## ÉNONCÉ 1
Pouvez-vous recopier le passage de l’entretien qui commence par les mots « Avec Marco Chianale, Paola » et se termine par « territoire et l’université. », en remplaçant « la recherche » par « la traduction » ?
## ÉNONCÉ 2
D’après l’entretien, dans quels domaines les fondateurs ont-ils acquis de l’expérience avec « Linea teatrale » ?
## ÉNONCÉ 3
Répondez à ces questions sur l’entretien :
(a) En quelle année Avere una musa di fuoco a-t-il été publié ?
(b) À quelle période les Éditions SEB27 ont-elles été conçues ?
(c) Quel numéro d’immatriculation portait le réverbère ?

## EXTRAIT DE PAGE
- - - - - - -

Entretien avec Piero Somaglino, directeur éditorial des éditions SEB27

Auteur: Paolo Grossi

Entretien avec Piero Somaglino, directeur éditorial des éditions SEB27

Piero Somaglino préfère à celui d’editor le titre artisanal de rédacteur éditorial, activité qui lui permet de gagner sa vie depuis plus de trente ans. Auparavant, il s’est intéressé au théâtre, à sa pratique et à son histoire, ainsi qu’à un nombre respectable d’autres futilités occasionnelles. Ayant passé beaucoup de temps entre les aspirations des auteurs et les réticences des lecteurs, il a acquis une conscience détachée du sens de la création littéraire et de « l’infinie vanité de tout ». Lorsqu’il ne travaille pas, il lit essentiellement pour le plaisir, pratique le hamac et parcourt le continent à vélo. En 2021, à l’occasion des trente ans des Éditions SEB27, il a publié le volume Avere una musa di fuoco, une errance narrative, une allégorie du théâtre entre reconstitution historique et hommage définitif à ses maîtres.

 

 

Pouvez-vous raconter brièvement aux lecteurs de newitalianbooks comment sont nées les Éditions SEB27 (leur histoire, l’origine de leur nom, leur programme) ?

 

Edizioni SEB27 a été conçue au début des années 90. Elle a été incubée par un monde qui partageait une certaine idée du théâtre, celle que Gian Renzo Morteo avait tenté de définir dans son ouvrage Ipotesi sulla nozione di teatro (Hypothèses sur la notion de théâtre,1972, 2019).

Avec Marco Chianale, Paola d’Altoè et Fabrizio Dassano, nous nous sommes passionnés pour la recherche, nous avons acquis de l’expérience dans l’écriture, la rédaction, la mise en page et l’impression avec « Linea teatrale » (Ligne théâtrale), une revue d’études reliant le territoire et l’université.

Nous quatre, comme tous les jeunes issus de ce qui s’appelait alors la Faculté de Lettres et de Philosophie, étions des fantômes assidus de diverses maisons d’édition ou chroniqueurs d’événements locaux « incontournables » pour des journaux plus ou moins importants. Mettant notre faim et notre soif en commun, nous avons créé une société de services éditoriaux, qui est rapidement devenue une maison d’édition. Nous avons pris cette décision un soir dans une taverne, lorsque l’enthousiasme trempé dans un excellent vin « dégueulasse » a pris le dessus sur l’opportunité. Le nom a été choisi un peu plus tard, lorsque le tavernier nous a jetés dehors pour pouvoir enfin fermer son bouis-bouis, et que nous nous sommes retrouvés à prendre des notes à la lueur d’un réverbère : son numéro d’immatriculation était « SEB27 ».

- - - - - - -

## ENTRÉES AFFICHÉES
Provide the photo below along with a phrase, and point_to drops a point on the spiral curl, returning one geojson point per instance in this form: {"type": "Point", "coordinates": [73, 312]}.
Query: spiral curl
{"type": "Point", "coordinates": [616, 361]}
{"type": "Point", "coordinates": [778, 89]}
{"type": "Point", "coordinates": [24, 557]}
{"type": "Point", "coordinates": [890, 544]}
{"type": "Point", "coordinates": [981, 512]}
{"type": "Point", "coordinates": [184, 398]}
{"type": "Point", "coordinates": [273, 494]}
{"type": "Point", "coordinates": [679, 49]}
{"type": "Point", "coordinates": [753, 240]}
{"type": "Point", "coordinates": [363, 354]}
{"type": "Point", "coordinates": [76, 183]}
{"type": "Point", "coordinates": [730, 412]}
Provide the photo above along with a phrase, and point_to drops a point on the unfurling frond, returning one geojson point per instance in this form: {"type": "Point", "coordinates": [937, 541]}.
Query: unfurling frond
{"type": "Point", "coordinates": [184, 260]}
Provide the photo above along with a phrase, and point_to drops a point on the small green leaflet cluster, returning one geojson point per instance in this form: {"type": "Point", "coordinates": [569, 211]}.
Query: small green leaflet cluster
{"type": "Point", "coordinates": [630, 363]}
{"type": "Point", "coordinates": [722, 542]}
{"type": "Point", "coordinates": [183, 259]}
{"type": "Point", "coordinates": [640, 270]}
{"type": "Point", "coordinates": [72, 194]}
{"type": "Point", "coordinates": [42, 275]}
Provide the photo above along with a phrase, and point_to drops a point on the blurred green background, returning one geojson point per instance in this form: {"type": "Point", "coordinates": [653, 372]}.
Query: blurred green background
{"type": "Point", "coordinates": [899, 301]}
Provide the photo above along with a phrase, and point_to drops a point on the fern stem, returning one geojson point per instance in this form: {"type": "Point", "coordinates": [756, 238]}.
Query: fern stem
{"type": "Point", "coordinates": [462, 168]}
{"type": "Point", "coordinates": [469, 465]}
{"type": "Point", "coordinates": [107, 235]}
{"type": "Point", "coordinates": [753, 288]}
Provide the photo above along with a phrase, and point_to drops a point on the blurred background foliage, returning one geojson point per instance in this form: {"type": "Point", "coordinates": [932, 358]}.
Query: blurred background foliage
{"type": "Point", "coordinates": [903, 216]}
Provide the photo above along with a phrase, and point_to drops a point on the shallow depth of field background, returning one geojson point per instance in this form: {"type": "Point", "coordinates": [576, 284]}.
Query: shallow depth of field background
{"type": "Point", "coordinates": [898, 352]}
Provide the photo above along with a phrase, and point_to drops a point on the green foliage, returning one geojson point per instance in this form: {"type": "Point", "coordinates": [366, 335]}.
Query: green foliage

- - - - - - -

## RÉSULTAT 1
Avec Marco Chianale, Paola d’Altoè et Fabrizio Dassano, nous nous sommes passionnés pour la traduction, nous avons acquis de l’expérience dans l’écriture, la rédaction, la mise en page et l’impression avec « Linea teatrale » (Ligne théâtrale), une revue d’études reliant le territoire et l’université.

## RÉSULTAT 2
L’écriture, la rédaction, la mise en page et l’impression.

## RÉSULTAT 3
(a) En 2021.
(b) Au début des années 90.
(c) « SEB27 ».